**What the exercise asks**
Pull out every line below that contains the string "wheel", and copy each one as it appears.

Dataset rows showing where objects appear
• • •

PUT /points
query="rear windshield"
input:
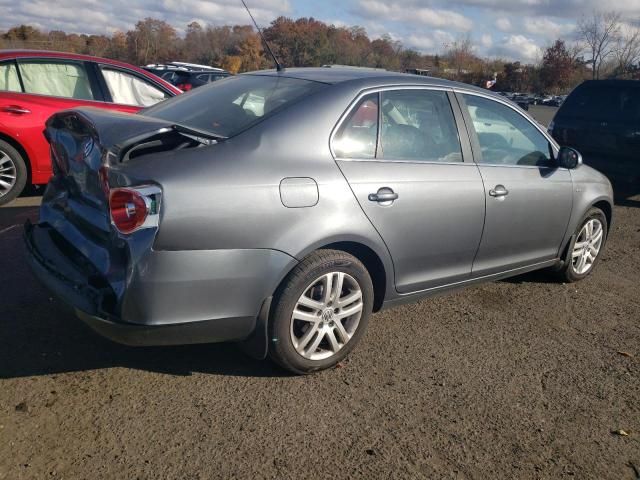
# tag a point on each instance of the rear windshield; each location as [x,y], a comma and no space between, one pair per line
[229,106]
[603,102]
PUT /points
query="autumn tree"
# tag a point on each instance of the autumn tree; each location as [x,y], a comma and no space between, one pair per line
[557,68]
[599,32]
[627,51]
[152,40]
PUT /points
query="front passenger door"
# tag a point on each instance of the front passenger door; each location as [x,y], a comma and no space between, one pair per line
[415,180]
[528,197]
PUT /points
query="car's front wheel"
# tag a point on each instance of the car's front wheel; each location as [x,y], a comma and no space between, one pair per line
[588,243]
[321,312]
[13,173]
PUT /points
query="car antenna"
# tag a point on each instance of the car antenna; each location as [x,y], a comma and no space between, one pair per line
[279,67]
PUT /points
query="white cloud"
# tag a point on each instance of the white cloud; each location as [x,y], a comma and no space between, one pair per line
[486,41]
[503,24]
[439,18]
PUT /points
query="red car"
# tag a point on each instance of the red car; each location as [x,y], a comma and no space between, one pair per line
[36,84]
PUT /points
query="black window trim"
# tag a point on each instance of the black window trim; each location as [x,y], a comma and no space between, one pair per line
[94,87]
[15,64]
[475,143]
[466,149]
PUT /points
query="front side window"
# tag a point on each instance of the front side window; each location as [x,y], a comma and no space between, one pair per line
[418,125]
[9,81]
[505,136]
[129,89]
[358,134]
[56,78]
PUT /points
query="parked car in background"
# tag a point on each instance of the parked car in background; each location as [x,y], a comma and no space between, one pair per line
[281,208]
[601,118]
[187,76]
[36,84]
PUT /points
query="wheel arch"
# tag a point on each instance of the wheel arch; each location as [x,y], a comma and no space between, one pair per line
[22,151]
[607,208]
[369,258]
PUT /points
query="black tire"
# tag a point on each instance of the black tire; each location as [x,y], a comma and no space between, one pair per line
[20,171]
[313,267]
[567,272]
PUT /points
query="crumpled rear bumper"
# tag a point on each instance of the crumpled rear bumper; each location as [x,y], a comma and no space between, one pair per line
[172,298]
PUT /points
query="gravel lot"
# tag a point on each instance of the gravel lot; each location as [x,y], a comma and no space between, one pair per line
[523,378]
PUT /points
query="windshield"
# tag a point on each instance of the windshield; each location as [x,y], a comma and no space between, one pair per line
[229,106]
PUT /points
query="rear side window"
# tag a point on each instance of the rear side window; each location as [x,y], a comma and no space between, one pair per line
[56,79]
[505,136]
[128,89]
[418,125]
[358,134]
[603,102]
[228,106]
[9,81]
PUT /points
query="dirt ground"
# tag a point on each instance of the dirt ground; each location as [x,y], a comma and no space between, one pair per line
[523,378]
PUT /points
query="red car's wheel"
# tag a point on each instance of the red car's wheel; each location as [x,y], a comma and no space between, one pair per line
[13,173]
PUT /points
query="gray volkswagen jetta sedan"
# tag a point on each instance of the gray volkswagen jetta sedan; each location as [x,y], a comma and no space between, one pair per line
[280,209]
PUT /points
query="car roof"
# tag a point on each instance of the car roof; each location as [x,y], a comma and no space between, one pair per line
[20,53]
[611,83]
[367,77]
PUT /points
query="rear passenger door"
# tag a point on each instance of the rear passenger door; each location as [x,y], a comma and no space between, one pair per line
[414,177]
[528,197]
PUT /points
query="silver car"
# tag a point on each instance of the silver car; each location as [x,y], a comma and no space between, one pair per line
[280,209]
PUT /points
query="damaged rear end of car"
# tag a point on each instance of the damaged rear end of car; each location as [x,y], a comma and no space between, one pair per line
[93,245]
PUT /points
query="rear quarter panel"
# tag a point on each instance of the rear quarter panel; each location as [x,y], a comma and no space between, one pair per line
[589,187]
[227,196]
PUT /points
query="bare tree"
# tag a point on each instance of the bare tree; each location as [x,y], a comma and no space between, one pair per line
[599,32]
[627,50]
[460,55]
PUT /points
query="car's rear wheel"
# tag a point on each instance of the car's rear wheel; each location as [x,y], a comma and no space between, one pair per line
[321,312]
[584,251]
[13,173]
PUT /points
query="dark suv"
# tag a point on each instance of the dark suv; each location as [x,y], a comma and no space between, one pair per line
[601,119]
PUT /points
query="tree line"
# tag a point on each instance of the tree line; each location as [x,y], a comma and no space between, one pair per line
[605,47]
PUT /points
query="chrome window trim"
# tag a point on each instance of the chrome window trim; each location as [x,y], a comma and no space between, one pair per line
[520,112]
[379,90]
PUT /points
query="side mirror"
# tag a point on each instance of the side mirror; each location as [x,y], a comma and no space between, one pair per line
[569,158]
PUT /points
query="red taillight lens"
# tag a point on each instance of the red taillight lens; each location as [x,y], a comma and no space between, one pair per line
[128,209]
[103,175]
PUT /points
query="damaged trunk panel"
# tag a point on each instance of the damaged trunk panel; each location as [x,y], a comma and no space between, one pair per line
[75,231]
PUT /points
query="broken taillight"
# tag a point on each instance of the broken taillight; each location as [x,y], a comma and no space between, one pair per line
[134,208]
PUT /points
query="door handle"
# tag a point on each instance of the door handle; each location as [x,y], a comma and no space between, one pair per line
[384,196]
[499,191]
[15,109]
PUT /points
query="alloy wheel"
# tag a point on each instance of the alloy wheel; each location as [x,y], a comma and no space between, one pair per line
[8,173]
[326,316]
[587,246]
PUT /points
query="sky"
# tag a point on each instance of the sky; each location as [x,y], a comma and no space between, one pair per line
[510,29]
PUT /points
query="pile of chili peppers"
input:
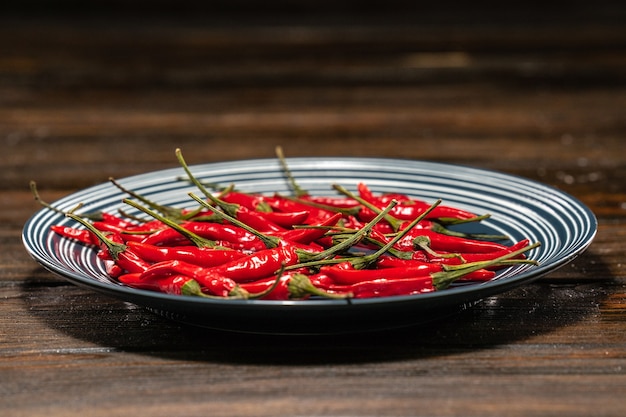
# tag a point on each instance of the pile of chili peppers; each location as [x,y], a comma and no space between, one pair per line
[243,245]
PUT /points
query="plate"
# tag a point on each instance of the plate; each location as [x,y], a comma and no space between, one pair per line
[519,208]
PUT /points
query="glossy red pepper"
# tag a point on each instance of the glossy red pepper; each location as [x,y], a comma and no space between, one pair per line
[206,257]
[344,276]
[261,264]
[479,257]
[445,243]
[287,287]
[408,209]
[385,287]
[307,235]
[82,235]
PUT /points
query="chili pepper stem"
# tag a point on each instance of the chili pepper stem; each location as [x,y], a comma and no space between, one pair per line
[171,212]
[364,261]
[436,227]
[423,242]
[345,244]
[442,280]
[300,286]
[395,223]
[114,248]
[193,288]
[346,211]
[268,241]
[91,216]
[197,240]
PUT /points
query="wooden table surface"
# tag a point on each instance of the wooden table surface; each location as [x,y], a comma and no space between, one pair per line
[536,92]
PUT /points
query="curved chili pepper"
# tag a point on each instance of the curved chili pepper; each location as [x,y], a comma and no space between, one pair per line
[210,281]
[82,235]
[119,230]
[285,219]
[250,201]
[308,235]
[261,264]
[408,209]
[181,285]
[288,287]
[344,276]
[445,243]
[383,287]
[122,255]
[283,204]
[479,257]
[206,257]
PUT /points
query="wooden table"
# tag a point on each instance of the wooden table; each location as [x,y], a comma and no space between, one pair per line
[536,93]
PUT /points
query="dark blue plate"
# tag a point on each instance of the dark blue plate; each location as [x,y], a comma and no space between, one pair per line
[519,208]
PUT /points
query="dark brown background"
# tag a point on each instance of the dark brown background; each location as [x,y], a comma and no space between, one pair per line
[111,89]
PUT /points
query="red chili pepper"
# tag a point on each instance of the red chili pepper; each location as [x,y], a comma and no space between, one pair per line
[261,264]
[285,219]
[82,235]
[408,209]
[206,257]
[250,201]
[121,231]
[385,288]
[122,255]
[343,276]
[257,220]
[170,284]
[113,269]
[287,287]
[445,243]
[283,204]
[340,203]
[308,235]
[211,281]
[479,257]
[182,285]
[216,232]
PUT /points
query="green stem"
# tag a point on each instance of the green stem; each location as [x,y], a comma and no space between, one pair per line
[268,241]
[442,280]
[436,227]
[395,223]
[312,258]
[197,240]
[114,248]
[171,212]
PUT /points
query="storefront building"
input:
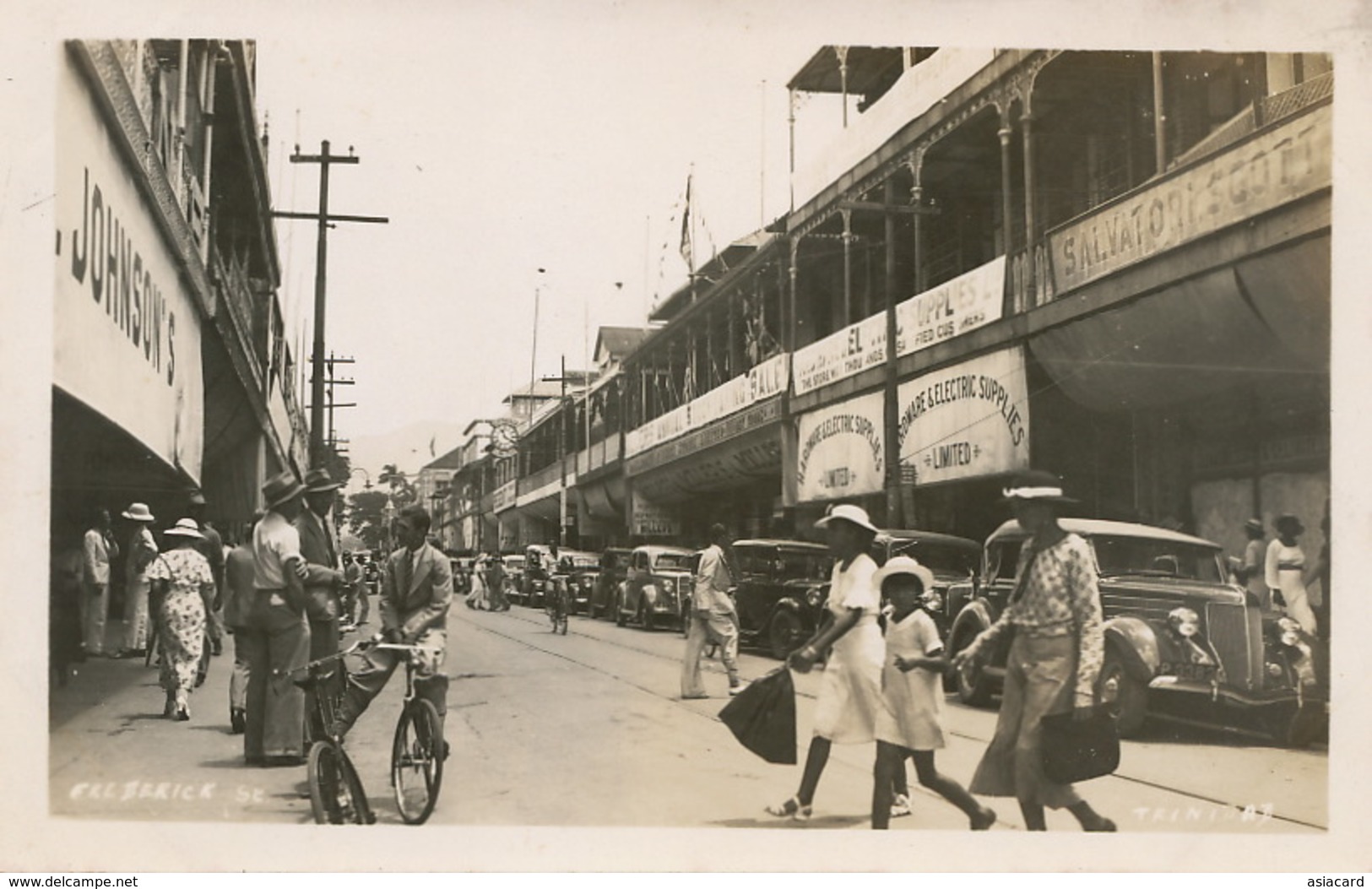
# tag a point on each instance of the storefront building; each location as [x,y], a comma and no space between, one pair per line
[171,372]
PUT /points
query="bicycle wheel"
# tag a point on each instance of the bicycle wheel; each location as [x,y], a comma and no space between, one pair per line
[336,794]
[417,761]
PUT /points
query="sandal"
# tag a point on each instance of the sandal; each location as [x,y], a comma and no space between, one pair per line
[790,808]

• • •

**Task response**
query="car's front wheel"
# tag a point on each instance of the car's front wheel; each location as [x,y], a comma and no space between, one pair per line
query="wheel arch"
# tag a point on each instance of the wheel arch; each location as [x,y], a comma and no space between, one pair per line
query="red car's wheel"
# tag a point on each instance of the red car's wheel; each location as [x,y], a comma and no space between, one pair per line
query="car's rear wheel"
# tag a point on each instance of the car's rear wheel; each location as [x,y], a comma and no space between, one pair per line
query="alloy wheel"
# tag a point on each instance of the alloy wheel; each location as [x,y], a comma and no space between, one pair per line
query="bicycle wheel"
# tag a point on each instance of the bicycle wheel; each location as [x,y], a comma and no space between, one pair per line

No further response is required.